▶ **Objectives**:
A – In the forum post about data nodes dropping from the cluster, how many dedicated master nodes does the cluster have?
B – Copy the passage of the forum post about data nodes dropping from the cluster that lies between "Nodes frequently removed" and "for the OS.", inclusive.

▶ **Excerpt to read**:
Nodes frequently removed from cluster version 7.3.2

This issue has been plaguing us for quite sometime and various attempts at solving it haven't produced anything. Any help is greatly appreciated. We're seeing issues where the data nodes drop from the cluster. Sometimes they'll rejoin shortly after, other times they don't. There doesn't seem to be a any predictable pattern, sometimes they'll go days without any drops and other times there will be frequent drops throughout the day.

Stats:

  • Version 7.3.2
  • 3 Dedicated Master Nodes
  • Numerous dedicated coordinator nodes
  • Numerous dedicated data nodes
  • Data ingested from logstash
  • ~2k shards across the cluster, ranging from 50gb to 500mb.
  • Running on Docker
  • Data nodes have 28gb ram with another 70 left for the OS.

▶ **Data excerpt**:
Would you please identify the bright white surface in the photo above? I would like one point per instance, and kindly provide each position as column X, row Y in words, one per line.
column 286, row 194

▶ **Task-by-task answers**:
A – Three.

B –
Nodes frequently removed from cluster version 7.3.2

This issue has been plaguing us for quite sometime and various attempts at solving it haven't produced anything. Any help is greatly appreciated. We're seeing issues where the data nodes drop from the cluster. Sometimes they'll rejoin shortly after, other times they don't. There doesn't seem to be a any predictable pattern, sometimes they'll go days without any drops and other times there will be frequent drops throughout the day.

Stats:

  • Version 7.3.2
  • 3 Dedicated Master Nodes
  • Numerous dedicated coordinator nodes
  • Numerous dedicated data nodes
  • Data ingested from logstash
  • ~2k shards across the cluster, ranging from 50gb to 500mb.
  • Running on Docker
  • Data nodes have 28gb ram with another 70 left for the OS.